Segment Start: RECORDS FOR THIS EXERCISE

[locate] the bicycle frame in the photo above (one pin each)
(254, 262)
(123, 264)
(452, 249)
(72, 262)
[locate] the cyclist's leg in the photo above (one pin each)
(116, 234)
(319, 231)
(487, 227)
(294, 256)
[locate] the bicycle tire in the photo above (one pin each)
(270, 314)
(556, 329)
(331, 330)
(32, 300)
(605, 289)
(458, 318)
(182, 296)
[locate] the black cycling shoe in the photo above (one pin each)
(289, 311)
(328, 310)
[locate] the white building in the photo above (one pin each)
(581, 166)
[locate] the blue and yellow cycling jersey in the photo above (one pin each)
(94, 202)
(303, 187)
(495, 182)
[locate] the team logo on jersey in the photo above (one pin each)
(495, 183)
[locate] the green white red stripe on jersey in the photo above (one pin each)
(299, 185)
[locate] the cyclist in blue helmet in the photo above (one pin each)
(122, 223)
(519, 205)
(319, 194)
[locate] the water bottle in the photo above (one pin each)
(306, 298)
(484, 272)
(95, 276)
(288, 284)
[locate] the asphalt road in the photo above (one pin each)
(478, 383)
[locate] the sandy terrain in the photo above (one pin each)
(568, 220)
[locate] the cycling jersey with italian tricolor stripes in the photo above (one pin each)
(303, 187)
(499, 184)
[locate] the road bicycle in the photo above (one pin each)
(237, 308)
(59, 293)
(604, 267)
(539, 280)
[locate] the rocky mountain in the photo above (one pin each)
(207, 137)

Segment End: RECORDS FOR THIS EXERCISE
Segment Start: RECORDS FOR THIS EXERCISE

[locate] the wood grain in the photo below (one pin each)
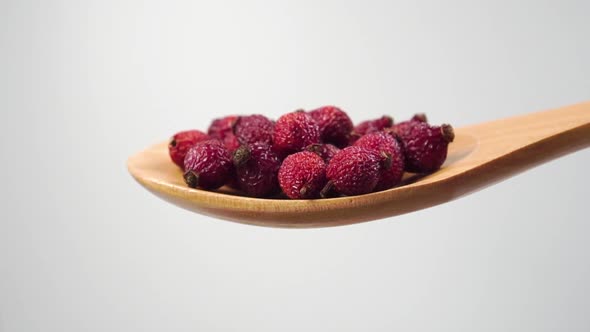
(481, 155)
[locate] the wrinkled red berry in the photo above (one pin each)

Segment End: RECORDS FOR THIS EXERCISE
Segment Start: RECORDS FOR THIS EXERCISE

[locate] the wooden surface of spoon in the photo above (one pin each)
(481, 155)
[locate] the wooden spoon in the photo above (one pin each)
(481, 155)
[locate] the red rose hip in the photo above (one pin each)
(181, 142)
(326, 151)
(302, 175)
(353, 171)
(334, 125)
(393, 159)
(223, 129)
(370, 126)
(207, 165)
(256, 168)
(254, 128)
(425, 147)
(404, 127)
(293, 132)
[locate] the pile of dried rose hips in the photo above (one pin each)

Segment End: RECORDS FOR THIS EXERCISE

> _HOW TO COMPLETE THIS TASK_: Produce only the lines from the line containing "[locate] the wooden spoon" through the line containing "[locate] the pile", inclusive of both, exactly as they stand in the entries above.

> _SOLUTION TO THIS TASK_:
[locate] the wooden spoon in the photo above (one pin each)
(481, 155)
[locate] the red rose hip in the photo above (one pin each)
(181, 142)
(326, 151)
(302, 175)
(353, 171)
(334, 125)
(393, 159)
(223, 129)
(370, 126)
(207, 165)
(256, 168)
(254, 128)
(425, 147)
(404, 127)
(293, 132)
[locate] the pile of dried rose hips in the photo above (one pin each)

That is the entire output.